__To do__.
1 > In the meeting summary, on what page does the discussion of the projection operation appear?
2 > Copy the rows below the meeting summary word for word, from the first row up to and including the line with "x=452 y=266".

UMass LIVING

July 31, 2009

(Jul 30) Meeting Summary: Wainwright / Jordan, ch 7

Filed under: Uncategorized — umassliving @ 10:43 am
Tags: ,

Discussion from the meeting:

• Why is the Bethe approximation to the entropy $H_{Bethe}$ not generally concave?
• Since we know that $A^*$ is convex, and is the negative entropy, we know that the entropy is concave.  However, $H_{Bethe}$ does not generally correspond to a true entropy.  We assume that the edges form a tree and compute the entropy as if it were, subtracting on the mutual information on each edge, but this is not a true entropy unless the edges actually do form a tree, and hence is not generally concave.
• On page 167, in the discussion of the projection operation $\mapsto$, how do we know that $\mu(F) \in \mathcal{M}(F)$?
• To see this, we need to go back to the original definition of $\mathcal{M}$.  Assume $\mu \in \mathcal{M}$.  By the definition of $\mathcal{M}$, there exists some distribution $p$ such that $\mu_\alpha = \mathbb{E}_p[\phi_\alpha(x)]$ for all sufficient statistics indexed by $\alpha$, where the expectation is with respect to $p$.  Clearly then, we can use the exact same $p$ to show that $\mu(F) \in \mathcal{M}(F)$ since the requirements are the same, but only for a subset of the sufficient statistics $\mathcal{I}(F)$.
• Understand 7.2.1.  In particular, consider the distribution over spanning trees $\rho$ that places all its mass on one specific spanning tree.  This seems very similar to structured mean field, where we just use the one spanning tree as the tractable subfamily we optimize over.  Yet structured mean field gives us a lower bound on $A(\theta)$ whereas tree-reweighted Bethe gives us an upper bound.  What accounts for this difference?  For instance, why does structured mean field give a lower bound when we know that $A^*(\mu(F)) \leq A^*(\mu)$, and we are subtracting off $A^*$ in the objective function?

__Task input__.
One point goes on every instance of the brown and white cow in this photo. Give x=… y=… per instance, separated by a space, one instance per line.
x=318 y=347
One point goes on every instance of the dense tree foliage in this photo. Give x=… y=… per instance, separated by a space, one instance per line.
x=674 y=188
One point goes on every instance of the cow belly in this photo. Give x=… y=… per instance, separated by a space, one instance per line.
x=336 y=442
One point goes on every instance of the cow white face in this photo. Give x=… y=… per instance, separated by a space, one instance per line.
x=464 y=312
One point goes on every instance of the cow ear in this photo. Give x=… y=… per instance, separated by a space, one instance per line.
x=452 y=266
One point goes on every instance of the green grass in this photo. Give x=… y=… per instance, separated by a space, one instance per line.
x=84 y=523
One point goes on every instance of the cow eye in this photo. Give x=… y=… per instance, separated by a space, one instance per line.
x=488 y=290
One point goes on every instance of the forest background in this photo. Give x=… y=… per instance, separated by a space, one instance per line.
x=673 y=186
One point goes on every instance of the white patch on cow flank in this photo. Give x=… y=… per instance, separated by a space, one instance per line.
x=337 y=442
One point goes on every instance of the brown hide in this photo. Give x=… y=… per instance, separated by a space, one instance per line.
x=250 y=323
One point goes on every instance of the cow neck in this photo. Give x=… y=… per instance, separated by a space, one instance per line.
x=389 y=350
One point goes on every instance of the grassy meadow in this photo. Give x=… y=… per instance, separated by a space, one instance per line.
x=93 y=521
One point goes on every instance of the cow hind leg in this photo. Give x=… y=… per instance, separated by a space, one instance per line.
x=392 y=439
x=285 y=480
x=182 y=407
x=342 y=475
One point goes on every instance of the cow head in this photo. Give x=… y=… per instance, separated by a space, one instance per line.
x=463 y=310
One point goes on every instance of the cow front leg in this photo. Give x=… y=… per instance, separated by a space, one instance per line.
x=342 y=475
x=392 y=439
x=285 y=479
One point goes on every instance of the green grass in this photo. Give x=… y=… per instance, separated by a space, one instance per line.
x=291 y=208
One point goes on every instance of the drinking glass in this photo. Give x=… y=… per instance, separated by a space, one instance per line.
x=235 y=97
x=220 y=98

__Solutions per task__.
1 > Page 167.

2 >
One point goes on every instance of the brown and white cow in this photo. Give x=… y=… per instance, separated by a space, one instance per line.
x=318 y=347
One point goes on every instance of the dense tree foliage in this photo. Give x=… y=… per instance, separated by a space, one instance per line.
x=674 y=188
One point goes on every instance of the cow belly in this photo. Give x=… y=… per instance, separated by a space, one instance per line.
x=336 y=442
One point goes on every instance of the cow white face in this photo. Give x=… y=… per instance, separated by a space, one instance per line.
x=464 y=312
One point goes on every instance of the cow ear in this photo. Give x=… y=… per instance, separated by a space, one instance per line.
x=452 y=266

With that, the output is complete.